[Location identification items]
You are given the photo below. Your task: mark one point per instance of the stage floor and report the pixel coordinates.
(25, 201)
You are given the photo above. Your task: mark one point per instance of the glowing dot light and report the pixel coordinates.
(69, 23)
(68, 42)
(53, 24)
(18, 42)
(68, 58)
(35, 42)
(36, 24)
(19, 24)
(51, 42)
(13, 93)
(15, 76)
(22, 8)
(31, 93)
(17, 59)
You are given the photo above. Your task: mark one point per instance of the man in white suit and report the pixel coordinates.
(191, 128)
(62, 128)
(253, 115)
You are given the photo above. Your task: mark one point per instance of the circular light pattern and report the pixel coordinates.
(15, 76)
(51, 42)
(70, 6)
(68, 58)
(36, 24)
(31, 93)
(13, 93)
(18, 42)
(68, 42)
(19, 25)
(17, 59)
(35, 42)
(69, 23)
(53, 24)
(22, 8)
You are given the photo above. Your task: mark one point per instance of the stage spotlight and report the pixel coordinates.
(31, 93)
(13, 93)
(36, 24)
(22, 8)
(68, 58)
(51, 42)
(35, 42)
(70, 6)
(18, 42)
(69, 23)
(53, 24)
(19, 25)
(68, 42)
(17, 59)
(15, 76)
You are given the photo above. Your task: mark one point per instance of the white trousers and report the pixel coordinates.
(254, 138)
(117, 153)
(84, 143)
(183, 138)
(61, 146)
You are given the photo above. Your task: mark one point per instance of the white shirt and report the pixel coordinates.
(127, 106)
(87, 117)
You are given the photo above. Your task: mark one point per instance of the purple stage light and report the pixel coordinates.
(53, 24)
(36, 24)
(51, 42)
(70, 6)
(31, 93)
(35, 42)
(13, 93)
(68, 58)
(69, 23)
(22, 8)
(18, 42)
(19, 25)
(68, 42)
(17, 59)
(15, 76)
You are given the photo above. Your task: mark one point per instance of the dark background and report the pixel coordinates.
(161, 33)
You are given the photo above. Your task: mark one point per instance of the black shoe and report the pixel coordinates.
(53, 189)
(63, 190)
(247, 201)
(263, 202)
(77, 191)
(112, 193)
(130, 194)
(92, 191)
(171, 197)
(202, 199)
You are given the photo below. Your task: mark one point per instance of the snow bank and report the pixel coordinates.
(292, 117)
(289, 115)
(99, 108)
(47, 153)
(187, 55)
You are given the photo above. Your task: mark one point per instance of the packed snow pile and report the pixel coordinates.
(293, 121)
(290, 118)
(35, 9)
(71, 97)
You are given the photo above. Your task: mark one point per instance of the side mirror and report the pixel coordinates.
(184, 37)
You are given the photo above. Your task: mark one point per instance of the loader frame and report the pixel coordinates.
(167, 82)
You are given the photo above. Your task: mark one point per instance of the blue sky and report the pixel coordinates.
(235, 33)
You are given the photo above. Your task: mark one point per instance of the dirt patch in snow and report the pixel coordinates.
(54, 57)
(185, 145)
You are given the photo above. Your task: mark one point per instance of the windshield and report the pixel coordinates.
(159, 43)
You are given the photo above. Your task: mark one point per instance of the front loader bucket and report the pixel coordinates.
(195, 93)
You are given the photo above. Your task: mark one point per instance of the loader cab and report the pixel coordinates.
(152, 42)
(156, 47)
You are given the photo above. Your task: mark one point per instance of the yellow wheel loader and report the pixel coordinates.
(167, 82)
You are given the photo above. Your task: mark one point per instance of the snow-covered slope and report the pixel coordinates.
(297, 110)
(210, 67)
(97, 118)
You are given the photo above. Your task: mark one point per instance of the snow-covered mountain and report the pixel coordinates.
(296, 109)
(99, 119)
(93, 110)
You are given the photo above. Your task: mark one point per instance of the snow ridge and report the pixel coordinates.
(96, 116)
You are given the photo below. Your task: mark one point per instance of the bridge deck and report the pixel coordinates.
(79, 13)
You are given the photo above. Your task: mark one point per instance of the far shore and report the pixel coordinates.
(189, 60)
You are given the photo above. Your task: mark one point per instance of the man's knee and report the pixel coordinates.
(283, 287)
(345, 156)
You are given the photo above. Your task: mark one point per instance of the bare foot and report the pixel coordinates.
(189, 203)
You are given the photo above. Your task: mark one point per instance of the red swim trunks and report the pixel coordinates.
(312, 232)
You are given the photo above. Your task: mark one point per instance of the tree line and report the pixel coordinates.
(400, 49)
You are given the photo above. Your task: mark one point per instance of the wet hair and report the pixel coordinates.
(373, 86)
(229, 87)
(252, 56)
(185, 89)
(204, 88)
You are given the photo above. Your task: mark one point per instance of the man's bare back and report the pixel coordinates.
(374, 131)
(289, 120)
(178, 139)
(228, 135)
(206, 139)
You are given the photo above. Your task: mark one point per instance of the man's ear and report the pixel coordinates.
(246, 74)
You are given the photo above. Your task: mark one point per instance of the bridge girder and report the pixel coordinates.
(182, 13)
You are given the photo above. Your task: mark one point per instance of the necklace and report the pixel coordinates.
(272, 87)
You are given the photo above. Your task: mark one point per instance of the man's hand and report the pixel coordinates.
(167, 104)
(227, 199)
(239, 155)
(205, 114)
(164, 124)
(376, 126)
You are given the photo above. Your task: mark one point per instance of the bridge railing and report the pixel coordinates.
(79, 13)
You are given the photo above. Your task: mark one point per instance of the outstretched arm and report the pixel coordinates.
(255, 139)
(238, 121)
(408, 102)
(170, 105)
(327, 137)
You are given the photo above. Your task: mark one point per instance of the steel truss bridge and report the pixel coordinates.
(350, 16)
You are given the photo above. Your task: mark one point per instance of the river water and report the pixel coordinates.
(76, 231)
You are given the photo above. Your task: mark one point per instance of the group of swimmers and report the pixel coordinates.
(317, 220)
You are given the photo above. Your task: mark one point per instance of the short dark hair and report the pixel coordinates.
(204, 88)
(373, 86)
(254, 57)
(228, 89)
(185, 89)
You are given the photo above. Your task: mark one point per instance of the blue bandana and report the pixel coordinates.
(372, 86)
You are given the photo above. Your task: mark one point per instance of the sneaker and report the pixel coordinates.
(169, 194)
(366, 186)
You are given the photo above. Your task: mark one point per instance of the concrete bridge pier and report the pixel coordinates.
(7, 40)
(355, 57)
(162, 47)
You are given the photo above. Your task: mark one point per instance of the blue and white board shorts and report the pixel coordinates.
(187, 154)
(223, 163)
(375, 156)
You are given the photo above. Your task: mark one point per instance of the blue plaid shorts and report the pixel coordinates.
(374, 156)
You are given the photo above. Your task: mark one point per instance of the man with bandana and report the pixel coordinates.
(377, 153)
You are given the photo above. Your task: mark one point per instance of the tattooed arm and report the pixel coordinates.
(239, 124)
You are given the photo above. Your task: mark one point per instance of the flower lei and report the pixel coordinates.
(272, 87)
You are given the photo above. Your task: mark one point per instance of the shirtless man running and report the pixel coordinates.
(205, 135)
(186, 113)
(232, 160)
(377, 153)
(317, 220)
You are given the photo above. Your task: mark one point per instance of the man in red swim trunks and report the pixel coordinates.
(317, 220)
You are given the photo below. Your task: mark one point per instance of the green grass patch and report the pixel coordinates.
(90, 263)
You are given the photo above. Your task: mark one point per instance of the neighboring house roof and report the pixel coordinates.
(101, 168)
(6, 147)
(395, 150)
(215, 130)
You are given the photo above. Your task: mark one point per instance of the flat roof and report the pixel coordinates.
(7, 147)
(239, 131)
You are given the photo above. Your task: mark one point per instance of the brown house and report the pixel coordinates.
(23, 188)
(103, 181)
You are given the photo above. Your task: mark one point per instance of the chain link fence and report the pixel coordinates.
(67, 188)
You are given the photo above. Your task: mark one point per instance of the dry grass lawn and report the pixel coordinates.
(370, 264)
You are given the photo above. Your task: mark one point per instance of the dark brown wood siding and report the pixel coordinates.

**GOAL OF THE EXERCISE**
Rewrite the records from the line containing "house roof and report the pixel coordinates." through the end of the records, keeping every request line. Add 32 to each number in the coordinates.

**RESULT OF THE TASK**
You are given the photo above. Your task: mark one point per instance of the neighboring house roof and report the pixel coordinates.
(133, 200)
(38, 179)
(427, 182)
(247, 162)
You are given the photo above. Your task: mark one point per instance of the flat roof and report the pixel coordinates.
(39, 179)
(271, 163)
You are given the photo above. Your task: mark one point per instance of the brown house and report the pixel coordinates.
(55, 220)
(135, 213)
You are given the photo above. Your task: mark one point per instance of the chain link fence and report the pixel coordinates.
(99, 220)
You are given the photo above. Your task: mark one point per instance of the dry grass lawn and report the pixel coordinates.
(402, 296)
You are given the photo above. Your task: mark one point per instance of the dark brown wood siding and report the pixel coordinates.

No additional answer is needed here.